EXERCISE REQUIREMENTS
Line by line, write out the material exactly.

DATA SUPPLIED
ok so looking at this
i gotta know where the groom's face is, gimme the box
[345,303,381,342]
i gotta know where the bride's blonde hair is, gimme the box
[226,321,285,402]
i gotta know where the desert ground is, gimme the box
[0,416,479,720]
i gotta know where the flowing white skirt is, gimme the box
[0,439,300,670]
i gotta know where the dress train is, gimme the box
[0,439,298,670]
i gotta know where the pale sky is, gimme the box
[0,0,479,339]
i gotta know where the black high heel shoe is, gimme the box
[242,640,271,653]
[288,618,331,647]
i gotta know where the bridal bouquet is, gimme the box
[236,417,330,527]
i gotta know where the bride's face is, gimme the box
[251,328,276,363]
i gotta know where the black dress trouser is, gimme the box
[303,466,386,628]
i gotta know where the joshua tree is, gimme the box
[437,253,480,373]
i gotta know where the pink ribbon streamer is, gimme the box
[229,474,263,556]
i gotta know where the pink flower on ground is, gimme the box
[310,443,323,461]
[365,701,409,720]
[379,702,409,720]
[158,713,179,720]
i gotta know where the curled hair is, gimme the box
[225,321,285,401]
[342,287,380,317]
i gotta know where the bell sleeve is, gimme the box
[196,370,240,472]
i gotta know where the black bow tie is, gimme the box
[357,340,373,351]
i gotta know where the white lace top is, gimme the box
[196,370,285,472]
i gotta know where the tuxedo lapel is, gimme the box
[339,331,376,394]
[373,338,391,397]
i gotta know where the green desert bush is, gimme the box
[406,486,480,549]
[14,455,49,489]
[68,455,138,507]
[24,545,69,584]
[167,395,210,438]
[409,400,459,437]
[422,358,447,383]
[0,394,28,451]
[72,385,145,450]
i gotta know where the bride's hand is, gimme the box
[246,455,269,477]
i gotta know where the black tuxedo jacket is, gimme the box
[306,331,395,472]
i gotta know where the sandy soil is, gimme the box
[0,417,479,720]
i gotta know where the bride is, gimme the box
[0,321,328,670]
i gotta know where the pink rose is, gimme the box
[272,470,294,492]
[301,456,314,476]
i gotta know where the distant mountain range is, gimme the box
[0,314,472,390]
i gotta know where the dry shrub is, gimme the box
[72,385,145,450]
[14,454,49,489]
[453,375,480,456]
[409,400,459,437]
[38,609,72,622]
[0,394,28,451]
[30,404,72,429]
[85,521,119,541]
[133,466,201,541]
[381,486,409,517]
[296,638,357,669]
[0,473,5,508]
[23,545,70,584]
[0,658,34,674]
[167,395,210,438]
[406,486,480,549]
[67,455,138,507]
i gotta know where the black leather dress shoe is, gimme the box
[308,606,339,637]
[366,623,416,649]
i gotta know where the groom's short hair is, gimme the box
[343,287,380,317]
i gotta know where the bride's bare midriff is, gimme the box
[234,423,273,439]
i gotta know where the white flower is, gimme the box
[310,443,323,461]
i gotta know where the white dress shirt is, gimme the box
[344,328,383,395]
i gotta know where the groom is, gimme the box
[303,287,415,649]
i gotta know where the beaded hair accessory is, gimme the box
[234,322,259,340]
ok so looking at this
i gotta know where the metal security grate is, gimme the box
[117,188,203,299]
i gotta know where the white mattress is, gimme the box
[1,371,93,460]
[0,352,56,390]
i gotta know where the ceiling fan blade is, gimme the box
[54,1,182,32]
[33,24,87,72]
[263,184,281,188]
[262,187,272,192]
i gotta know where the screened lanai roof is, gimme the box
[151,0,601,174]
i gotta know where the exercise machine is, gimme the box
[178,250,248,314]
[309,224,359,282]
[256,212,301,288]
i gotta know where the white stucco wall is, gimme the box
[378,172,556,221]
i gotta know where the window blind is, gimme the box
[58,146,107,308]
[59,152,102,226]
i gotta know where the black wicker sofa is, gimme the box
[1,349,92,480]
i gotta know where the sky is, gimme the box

RESULT OF THIS EXERCISE
ok so looking at this
i gotta know where the groom's face is, gimme the box
[345,303,381,342]
i gotta know where the bride's blonde hair is, gimme the box
[226,321,285,402]
i gotta know where the desert ground is, gimme the box
[0,416,479,720]
i gotta know where the flowing white skirt is, gimme the box
[0,439,300,670]
i gotta know where the dress train is, gimme the box
[0,439,298,670]
i gotta know where the pale sky is, gimme the box
[0,0,479,339]
i gotta know where the black high heel shoe is, gimme the box
[242,640,271,653]
[288,618,331,647]
i gotta know where the bridal bouquet is, gimme the box
[236,417,330,527]
i gotta know where the bride's face is, gimme the box
[251,328,276,363]
i gotta know where the black dress trouser is, gimme the box
[303,466,386,628]
i gotta know where the joshua tree is, gimme the box
[437,253,480,373]
i gotta know where the pink ribbon streamer is, gimme the box
[229,474,263,556]
i gotta know where the pink flower on ground is, gimme the box
[310,443,323,461]
[365,701,409,720]
[379,702,409,720]
[158,713,179,720]
i gotta know where the curled hair is, gimme the box
[225,321,285,401]
[342,287,380,317]
i gotta know where the bell sleeve is, gimme the box
[196,370,240,472]
i gotta know where the black bow tie is, gimme the box
[357,340,373,351]
i gotta know where the white lace top is, gimme the box
[196,370,285,472]
i gotta know where the tuxedo lapel is, gimme the box
[339,331,376,394]
[373,338,391,397]
i gotta know where the green desert bush is, gimme the box
[406,486,480,549]
[14,455,49,489]
[68,455,138,507]
[24,545,69,584]
[167,395,210,438]
[409,400,459,437]
[422,358,447,383]
[0,394,28,451]
[72,385,145,450]
i gotta know where the bride's hand is, gimme the box
[246,455,269,477]
i gotta know where the black tuxedo jacket is, gimme the box
[306,331,395,472]
i gotta know where the sandy soil is, gimme the box
[0,417,479,720]
i gotta know where the bride is, gimme the box
[0,321,328,670]
i gotta know where the pink rose is, gimme the box
[272,470,294,492]
[301,456,314,476]
i gotta know where the distant mountain range is, gimme the box
[0,314,472,390]
i gotta know where the dry shrub is, gimme the box
[72,385,145,450]
[14,454,49,489]
[453,375,480,456]
[409,400,459,437]
[38,609,72,622]
[0,394,28,451]
[30,404,72,429]
[85,521,119,541]
[133,466,201,541]
[381,486,409,517]
[296,638,357,669]
[0,473,5,508]
[23,545,70,584]
[0,658,34,674]
[167,395,210,438]
[406,486,480,549]
[67,455,138,507]
i gotta know where the black leather dress shoe is, gimme the box
[308,606,339,637]
[366,623,416,649]
i gotta know where the groom's short hair is, gimme the box
[343,287,380,317]
i gotta know where the bride's bare midriff is, gimme the box
[234,423,273,439]
i gotta know where the white flower is, gimme the box
[310,443,323,461]
i gotta know where the white dress shirt is, gimme the box
[344,328,383,395]
i gotta know where the groom is, gimme the box
[303,287,415,649]
i gotta know where the beaded hair accessory is, gimme the box
[234,322,259,340]
ok so looking at this
i gotta know where the metal security grate is, gimme the box
[117,188,203,299]
i gotta know where the white mattress is, gimme the box
[1,371,93,460]
[0,352,56,390]
i gotta know where the ceiling fan blade is, gimme the box
[54,1,182,32]
[33,24,87,72]
[263,184,281,188]
[262,187,272,192]
i gotta know where the screened lanai roof is, gimme the box
[151,0,601,174]
i gotta know where the exercise machine is, gimme the box
[178,250,248,314]
[309,224,359,282]
[256,212,301,288]
i gotta know where the white stucco wall is, gimme the box
[378,172,556,221]
i gotta know where the window blind is, gimme the box
[58,146,107,308]
[59,152,102,226]
i gotta know where the black wicker sofa is, gimme the box
[1,349,92,480]
i gotta know where the sky is, gimme the box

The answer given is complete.